_Task instructions_. Could you copy the data that follows exactly as written, but drop the pictures?

# # # # # # #

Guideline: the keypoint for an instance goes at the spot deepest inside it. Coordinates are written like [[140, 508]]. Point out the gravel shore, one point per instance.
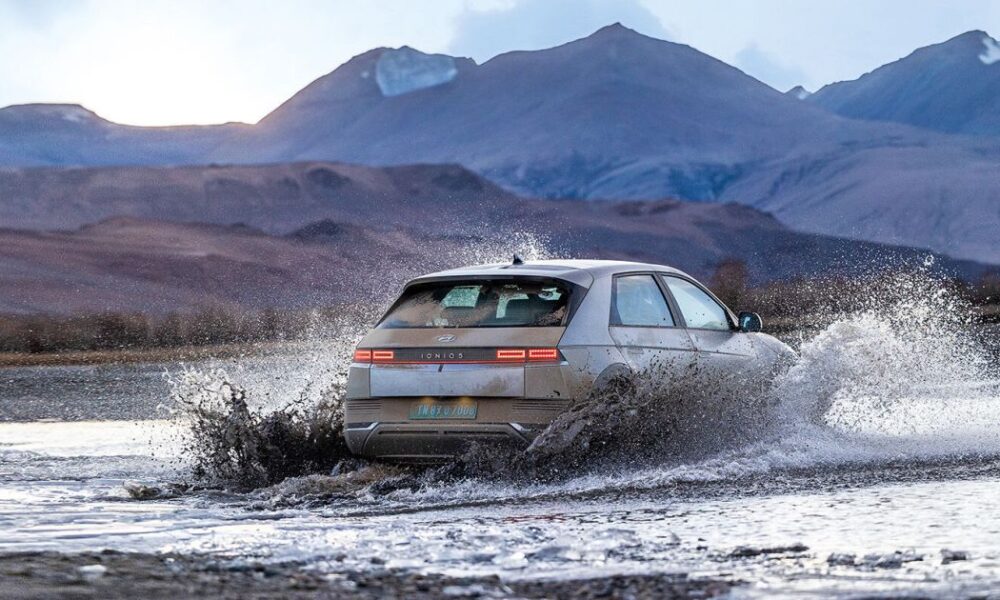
[[116, 575]]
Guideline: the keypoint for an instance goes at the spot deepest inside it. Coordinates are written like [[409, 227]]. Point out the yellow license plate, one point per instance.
[[443, 409]]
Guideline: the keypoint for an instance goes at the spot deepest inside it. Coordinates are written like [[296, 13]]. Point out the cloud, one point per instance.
[[755, 62], [534, 24]]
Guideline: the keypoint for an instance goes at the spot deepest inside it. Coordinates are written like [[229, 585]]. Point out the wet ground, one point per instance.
[[892, 492]]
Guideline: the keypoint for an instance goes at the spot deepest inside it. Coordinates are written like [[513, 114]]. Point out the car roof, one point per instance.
[[580, 272]]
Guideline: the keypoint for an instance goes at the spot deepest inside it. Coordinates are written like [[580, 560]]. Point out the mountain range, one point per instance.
[[615, 116], [952, 87], [315, 234]]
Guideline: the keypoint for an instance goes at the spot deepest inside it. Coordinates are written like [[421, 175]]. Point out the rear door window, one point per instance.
[[700, 310], [489, 303], [637, 301]]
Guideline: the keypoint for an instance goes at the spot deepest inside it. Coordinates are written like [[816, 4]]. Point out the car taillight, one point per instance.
[[543, 354], [383, 355], [514, 354], [529, 354]]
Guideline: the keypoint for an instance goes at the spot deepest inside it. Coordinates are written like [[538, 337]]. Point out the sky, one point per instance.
[[164, 62]]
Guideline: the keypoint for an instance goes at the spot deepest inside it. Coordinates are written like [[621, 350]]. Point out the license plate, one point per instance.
[[435, 409]]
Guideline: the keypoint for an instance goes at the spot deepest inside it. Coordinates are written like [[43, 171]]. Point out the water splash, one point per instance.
[[900, 376]]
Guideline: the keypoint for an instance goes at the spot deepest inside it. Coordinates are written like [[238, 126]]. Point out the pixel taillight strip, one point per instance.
[[501, 355]]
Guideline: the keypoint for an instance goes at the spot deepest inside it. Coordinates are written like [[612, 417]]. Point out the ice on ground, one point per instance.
[[406, 70]]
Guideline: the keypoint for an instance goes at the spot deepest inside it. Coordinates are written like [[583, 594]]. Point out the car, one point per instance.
[[494, 353]]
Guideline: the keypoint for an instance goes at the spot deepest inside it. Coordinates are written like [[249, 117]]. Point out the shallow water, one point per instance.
[[880, 462]]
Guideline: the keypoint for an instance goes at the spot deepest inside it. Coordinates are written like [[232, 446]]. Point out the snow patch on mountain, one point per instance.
[[992, 52], [406, 70], [798, 92]]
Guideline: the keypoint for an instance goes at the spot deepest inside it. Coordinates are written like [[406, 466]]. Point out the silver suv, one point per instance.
[[494, 353]]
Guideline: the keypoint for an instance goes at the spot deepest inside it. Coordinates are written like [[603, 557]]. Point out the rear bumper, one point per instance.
[[431, 442], [380, 427]]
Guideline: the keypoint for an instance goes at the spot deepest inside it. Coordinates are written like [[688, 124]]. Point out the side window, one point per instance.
[[637, 301], [699, 309]]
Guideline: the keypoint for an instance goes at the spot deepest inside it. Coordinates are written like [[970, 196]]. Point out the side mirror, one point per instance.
[[750, 322]]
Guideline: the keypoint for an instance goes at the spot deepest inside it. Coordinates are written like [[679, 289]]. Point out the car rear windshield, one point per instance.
[[489, 303]]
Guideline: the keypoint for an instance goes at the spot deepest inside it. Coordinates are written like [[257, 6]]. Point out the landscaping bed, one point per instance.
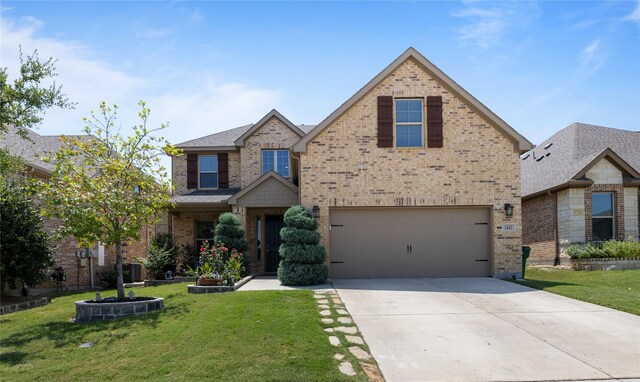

# # # # # # #

_Task result_.
Guideline: the keypoint for an instance goes at the spot deepest inside it. Coordinates are written like [[140, 508]]. Point out the gravel shore, one point per instance.
[[116, 575]]
Guideline: the keypoint for an instance goes at the spot deepest inside it. Coordinates are written like [[409, 227]]. Point out the yellow license plate, one point per instance.
[[443, 409]]
Guideline: the keypoint for an instance goes at the spot deepest inside it. Coordinates are written like [[296, 13]]. Point out the cloud, one point per instance.
[[755, 62], [534, 24]]
Guideline: the keypoint for an instance goes at the spot deepest inside it. Coordinates are written like [[229, 585]]. Point out the wet ground, one point per instance.
[[892, 492]]
Guideline: the keypoint for an instance goes at the spot deepest inside it. Coordinates are written like [[513, 114]]. Point out the car roof, one point per instance.
[[580, 272]]
Guideline: the keypoint for an instance goes at the spot deepest inside it. Coordinates are written like [[580, 560]]. Point out the mountain range, one point per instance.
[[615, 116], [952, 87], [315, 234]]
Guideline: the keypoint for an instance goes at the spot deepest inside it. Coordinates are written like [[421, 175]]. Point out the rear door window, one point per instance.
[[700, 310], [489, 303], [637, 301]]
Guideline: the keypoint for an instance goes at the spot deepest inside it. Coordinates are written like [[816, 4]]. Point out the car taillight, one point per instance.
[[543, 354], [383, 355], [514, 354], [529, 354]]
Guideline: the keypoint for an instance goes at the spot deepest inside it. Coordinates are written like [[538, 337]]. Point out the sky, one point per instance.
[[164, 62]]
Guideline: the keypoint for an instance goes at the spot deepest inside it. Coordinates are written like [[621, 350]]. Point out the license plate, one point per instance.
[[435, 409]]
Guideline: the keypoint for an instance goes at the spot deepest inside it. Coordinates are written like [[43, 171]]. Point out the water splash, one point per instance.
[[900, 376]]
Guideline: the keypoint for an instance goes at the spot deepest inside it. Coordinates are written like [[238, 126]]. Point out the pixel taillight strip, one point per instance.
[[501, 355]]
Guideline: the keypoint for an instance goes at the spot deepest inside it. Coordinates are written like [[612, 417]]. Point out the ice on ground, one point per instance.
[[406, 70]]
Guideline: the keypoint for an instance goes at the spot deepest inside it. Coordinates are written like [[583, 594]]. Point out the car, one point per instance.
[[494, 353]]
Guideline: the keypoint for an instance goes at the spot deepest inside it. Coordinates are written like [[249, 117]]. Point out the shallow water, one point per instance.
[[880, 462]]
Guideline: the keypoint for an instance goes at the spot deepest inside it. Coordinates are written like [[232, 446]]. Point out the snow patch on mountain, one point per instance.
[[992, 52], [406, 70], [798, 92]]
Guideline: the keypoint for an instance goes at the spot deepest inside it. Coordinates are written like [[406, 466]]. Point out the silver suv, one point per instance.
[[494, 353]]
Guideline: the keypoint for an instance goes at the spot deepest inside it. Coordinates are written like [[603, 557]]. Point out the rear bumper, one point per instance.
[[431, 442], [380, 427]]
Guideline: the keypoint for an instance goes at the spot deepest inside it. Coordinates are written like [[688, 124]]. Point out the side window, one point per instance.
[[637, 301], [699, 309]]
Guideline: the keypoint for an instance goes at the spot deepest inside it. Coordinates are written like [[970, 196]]. Point out the side mirror, one point per instance.
[[750, 322]]
Guideline: the keypoint for an instance goes at the spot deepest inside it. Coordinates are written like [[679, 289]]. Point out the car rear windshield, one point per instance.
[[489, 303]]
Guideline: the keypoint for an instance goes at the spot deepest inside it. Coordinates are written like [[257, 6]]. Point out the landscaping bed, one point per instance.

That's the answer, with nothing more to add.